DIRECTIVE :: Render all of the records below as a numbered list, skipping blank lines and leaving the pictures out.

PROVIDED RECORDS ::

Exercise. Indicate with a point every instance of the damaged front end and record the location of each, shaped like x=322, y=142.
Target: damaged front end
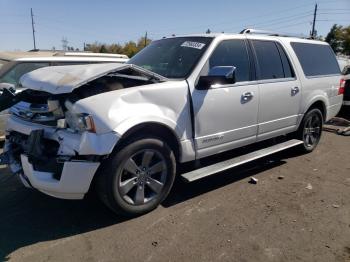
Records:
x=50, y=146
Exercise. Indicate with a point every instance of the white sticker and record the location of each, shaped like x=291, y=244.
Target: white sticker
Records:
x=193, y=44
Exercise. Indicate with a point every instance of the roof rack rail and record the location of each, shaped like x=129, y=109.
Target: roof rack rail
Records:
x=90, y=54
x=270, y=33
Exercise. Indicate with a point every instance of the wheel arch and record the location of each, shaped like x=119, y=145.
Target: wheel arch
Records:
x=152, y=129
x=321, y=105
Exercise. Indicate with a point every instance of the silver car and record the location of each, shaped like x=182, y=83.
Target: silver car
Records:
x=128, y=127
x=15, y=64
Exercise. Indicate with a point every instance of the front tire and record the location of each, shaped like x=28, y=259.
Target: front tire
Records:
x=138, y=177
x=310, y=130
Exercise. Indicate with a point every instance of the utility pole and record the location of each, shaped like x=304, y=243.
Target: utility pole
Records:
x=32, y=16
x=146, y=39
x=313, y=33
x=64, y=43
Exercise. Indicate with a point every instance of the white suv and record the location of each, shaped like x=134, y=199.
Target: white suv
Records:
x=127, y=127
x=15, y=64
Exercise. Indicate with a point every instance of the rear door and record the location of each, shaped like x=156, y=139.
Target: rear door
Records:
x=279, y=89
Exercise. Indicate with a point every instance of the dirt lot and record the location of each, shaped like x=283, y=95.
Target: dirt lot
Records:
x=298, y=211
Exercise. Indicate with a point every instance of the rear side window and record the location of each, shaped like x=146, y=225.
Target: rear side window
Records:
x=232, y=53
x=269, y=59
x=316, y=60
x=287, y=67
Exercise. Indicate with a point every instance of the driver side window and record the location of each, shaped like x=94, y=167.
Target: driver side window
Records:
x=231, y=53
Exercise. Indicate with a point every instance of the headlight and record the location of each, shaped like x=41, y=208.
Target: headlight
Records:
x=80, y=122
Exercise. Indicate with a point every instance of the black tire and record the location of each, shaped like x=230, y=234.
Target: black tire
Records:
x=119, y=173
x=310, y=130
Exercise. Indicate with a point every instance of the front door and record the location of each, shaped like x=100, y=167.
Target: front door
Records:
x=226, y=115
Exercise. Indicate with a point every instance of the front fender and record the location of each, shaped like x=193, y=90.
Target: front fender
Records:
x=164, y=103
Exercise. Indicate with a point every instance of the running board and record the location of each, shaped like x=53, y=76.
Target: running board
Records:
x=228, y=164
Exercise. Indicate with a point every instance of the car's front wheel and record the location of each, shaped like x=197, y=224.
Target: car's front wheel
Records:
x=138, y=177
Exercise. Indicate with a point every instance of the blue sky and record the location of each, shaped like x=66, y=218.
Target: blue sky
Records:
x=108, y=21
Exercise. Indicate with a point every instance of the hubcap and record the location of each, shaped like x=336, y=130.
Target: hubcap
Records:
x=143, y=177
x=312, y=130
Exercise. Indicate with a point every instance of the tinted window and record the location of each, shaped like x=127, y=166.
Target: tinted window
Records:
x=269, y=60
x=173, y=57
x=315, y=59
x=232, y=53
x=287, y=67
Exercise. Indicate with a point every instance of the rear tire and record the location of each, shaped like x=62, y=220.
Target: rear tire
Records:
x=138, y=177
x=310, y=130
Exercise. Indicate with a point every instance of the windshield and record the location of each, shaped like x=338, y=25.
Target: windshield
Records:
x=2, y=63
x=14, y=74
x=172, y=58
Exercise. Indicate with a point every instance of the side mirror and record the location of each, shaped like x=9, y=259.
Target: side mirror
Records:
x=10, y=87
x=217, y=75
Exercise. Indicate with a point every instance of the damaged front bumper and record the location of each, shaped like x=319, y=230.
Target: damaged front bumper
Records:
x=56, y=162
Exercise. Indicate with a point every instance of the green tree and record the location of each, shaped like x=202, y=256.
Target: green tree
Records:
x=339, y=39
x=130, y=48
x=334, y=38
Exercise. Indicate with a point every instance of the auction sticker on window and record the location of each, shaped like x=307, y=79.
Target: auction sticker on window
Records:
x=196, y=45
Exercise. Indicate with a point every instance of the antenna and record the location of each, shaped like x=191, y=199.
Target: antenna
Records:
x=313, y=32
x=33, y=29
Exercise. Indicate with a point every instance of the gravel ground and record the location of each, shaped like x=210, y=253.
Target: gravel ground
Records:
x=298, y=211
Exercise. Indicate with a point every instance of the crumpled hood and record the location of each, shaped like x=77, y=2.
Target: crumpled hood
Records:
x=64, y=79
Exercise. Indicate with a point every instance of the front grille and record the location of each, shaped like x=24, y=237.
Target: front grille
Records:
x=45, y=160
x=37, y=113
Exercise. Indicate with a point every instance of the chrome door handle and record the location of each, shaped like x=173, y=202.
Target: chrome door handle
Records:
x=295, y=90
x=247, y=96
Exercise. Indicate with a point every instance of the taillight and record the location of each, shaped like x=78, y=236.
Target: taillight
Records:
x=341, y=87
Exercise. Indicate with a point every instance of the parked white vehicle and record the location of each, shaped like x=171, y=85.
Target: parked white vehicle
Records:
x=15, y=64
x=127, y=127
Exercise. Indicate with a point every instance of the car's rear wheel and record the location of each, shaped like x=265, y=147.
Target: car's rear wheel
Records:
x=138, y=177
x=310, y=130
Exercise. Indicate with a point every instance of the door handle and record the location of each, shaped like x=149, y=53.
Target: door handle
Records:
x=247, y=96
x=295, y=90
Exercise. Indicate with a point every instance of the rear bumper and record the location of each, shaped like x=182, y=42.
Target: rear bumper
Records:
x=333, y=110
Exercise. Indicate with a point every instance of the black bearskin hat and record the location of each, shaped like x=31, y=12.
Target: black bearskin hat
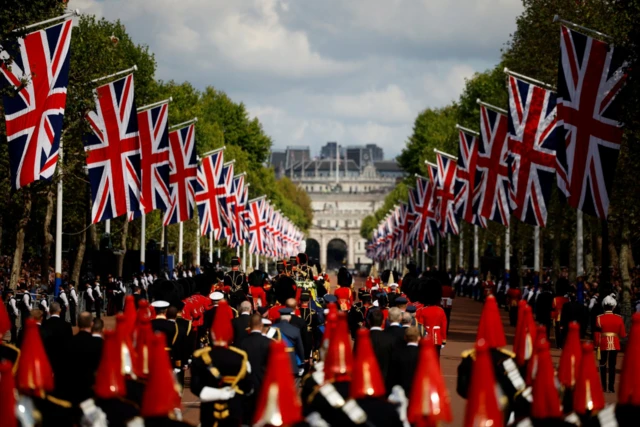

WRITTEN SOLUTION ::
1. Exercise. Indicate with a point every instance of the damaged front end and record the location of each, shaped like x=322, y=142.
2. Target: damaged front end
3. Records:
4. x=50, y=146
5. Exercise. Indicate with a point every instance of the white sticker and record the location of each, shaped like x=291, y=244.
6. Target: white sticker
7. Records:
8. x=193, y=44
9. Exercise. Indicate with a point every instance of the roof rack rail and record the location of each, shaped like x=129, y=109.
10. Target: roof rack rail
11. Records:
12. x=90, y=54
13. x=270, y=33
14. Exercise. Indicate with a point every instance of the wheel arch and record the location of each, shaped like x=119, y=145.
15. Target: wheel arch
16. Records:
17. x=152, y=129
18. x=321, y=105
19. Exercise. Indicate with a point every instance of the silver car and record the location of each, shaped like x=182, y=83.
20. Target: silver car
21. Records:
22. x=128, y=127
23. x=15, y=64
24. Exercise. Indicate with a point every instance of the front tire and record the location of each, shaped like x=28, y=259.
25. Target: front tire
26. Records:
27. x=138, y=177
28. x=310, y=130
29. Exercise. Indicate with a point every instance of the utility pole and record the location of each, shaped like x=304, y=243.
30. Target: utility pole
31. Records:
32. x=32, y=16
33. x=146, y=39
34. x=313, y=33
35. x=64, y=43
36. Exercise. Indicate with a point every instance of the white suv and record the location of each, shaped like x=134, y=199.
37. Target: white suv
38. Records:
39. x=127, y=127
40. x=15, y=64
41. Exercise. Indicate with a point every instance of the rear door and record the location of each, shaped like x=156, y=139.
42. Target: rear door
43. Records:
44. x=279, y=89
45. Exercise. Indicate with a point every instance of the dirt lot and record the location of each, shaped like x=283, y=95.
46. Target: dirt lot
47. Records:
48. x=298, y=211
49. Exercise. Indicate with a point every instance of the rear side window and record the location of each, shaped like x=146, y=225.
50. Target: rear side window
51. Records:
52. x=232, y=53
53. x=269, y=59
54. x=316, y=60
55. x=287, y=67
56. Exercise. Indicate with a point every instance of the driver side window and record the location of each, shaped like x=94, y=167.
57. Target: driver side window
58. Records:
59. x=231, y=53
60. Exercise. Indicate with a point every instance of the headlight and record the location of each, shaped like x=41, y=208.
61. Target: headlight
62. Records:
63. x=80, y=122
64. Exercise. Indicate with a point every instance of the black tire and record the location of each, shaped like x=230, y=234.
65. Target: black tire
66. Records:
67. x=119, y=173
68. x=310, y=130
69. Exercise. Indicate with a point every instance of the front door and record the location of each, shaped like x=100, y=167.
70. Target: front door
71. Records:
72. x=226, y=115
73. Exercise. Indicate with a point every instance of the front fender and record the location of each, shaped like x=193, y=90.
74. Target: front fender
75. Records:
76. x=164, y=103
77. Exercise. Indicate with a point every instance of the running board and record the location of each, shaped like x=53, y=76.
78. Target: running board
79. Records:
80. x=228, y=164
81. Exercise. Indicate with a point every instance of the car's front wheel and record the location of each, shaped like x=197, y=224.
82. Target: car's front wheel
83. Records:
84. x=138, y=177
85. Exercise. Indicate with a point every instance of the blue sky and record the location of each, shaped like x=66, y=218.
86. Target: blue sky
87. Records:
88. x=108, y=21
89. Exercise. Indicate with a point every instance of the hubcap and record the location of each, shaped like x=336, y=130.
90. Target: hubcap
91. Records:
92. x=143, y=177
93. x=312, y=130
94. Exercise. Indicate with a point every instance of the tinted window and record the location of each, shaped like x=127, y=166.
95. Target: tinted window
96. Records:
97. x=269, y=60
98. x=173, y=57
99. x=315, y=59
100. x=232, y=53
101. x=287, y=67
102. Exercise. Indicate with a point every instance of the rear tire and record the location of each, shaped like x=62, y=220.
103. Target: rear tire
104. Records:
105. x=138, y=177
106. x=310, y=130
107. Exercise. Indicate with a point every instance of the windshield and record the location of each, shaped like x=338, y=25.
108. Target: windshield
109. Records:
110. x=2, y=63
111. x=14, y=74
112. x=172, y=58
113. Exercise. Indicate with a point every instance of the side mirror and record the location of each, shaped like x=9, y=259.
114. Target: side mirror
115. Records:
116. x=10, y=87
117. x=217, y=75
118. Exercise. Indicate with a point every instance of the damaged front bumper and record the location of each, shaped like x=319, y=230.
119. Target: damaged front bumper
120. Records:
121. x=56, y=162
122. Exercise. Indicate with a point every instance of the green tree and record the location of each, shaped like x=202, y=256.
123. Target: green tree
124. Records:
125. x=339, y=39
126. x=130, y=48
127. x=334, y=38
128. Exercise. Indicate with a point every instance of the auction sticker on window and record the location of each, shaped like x=307, y=79.
129. Target: auction sticker on window
130. Records:
131. x=196, y=45
132. Exercise. Indicate with a point every instance of the antenna and record the location of each, shaped like x=191, y=199.
133. Target: antenna
134. Records:
135. x=313, y=32
136. x=33, y=29
137. Exercise. Indicate with a point every instance of the gravel ground and record the location of each, shaped like x=210, y=253.
138. Target: gravel ground
139. Records:
140. x=298, y=211
141. Exercise. Indicate with a point every instance of the crumpled hood and record the location of each, shaped like x=77, y=2.
142. Target: crumpled hood
143. Records:
144. x=64, y=79
145. Exercise. Indicate with a point every instance of the front grille and record the location of each, shaped like x=24, y=237.
146. Target: front grille
147. Records:
148. x=45, y=160
149. x=37, y=113
150. Exercise. Indicate with a point every instance of the chrome door handle and record the location of each, shaped like x=173, y=202.
151. Target: chrome door handle
152. Records:
153. x=295, y=90
154. x=247, y=96
155. Exercise. Indicate with a point every instance of the taillight and record the location of each, shaped like x=78, y=236.
156. Target: taillight
157. Records:
158. x=341, y=87
159. Exercise. Indicate with a point every instance of the parked white vehicle and record the location of each, shaped like x=171, y=85.
160. Target: parked white vehicle
161. Records:
162. x=15, y=64
163. x=127, y=127
164. Exercise. Indicate with a point every instance of the car's rear wheel and record the location of each, shaped like x=265, y=147.
165. Target: car's rear wheel
166. Records:
167. x=138, y=177
168. x=310, y=130
169. Exercise. Indicate with a point every instance of the door handle and record the location of each, shaped like x=149, y=53.
170. Target: door handle
171. Records:
172. x=247, y=96
173. x=295, y=90
174. Exercise. Indicate with a point every instance of the rear bumper and record the location of each, shaped like x=182, y=42.
175. Target: rear bumper
176. Records:
177. x=333, y=110
178. Exercise. Indicate with a point every instance of the black bearskin hat and record the location of each, shaped like x=31, y=12.
179. Target: black bearskin hat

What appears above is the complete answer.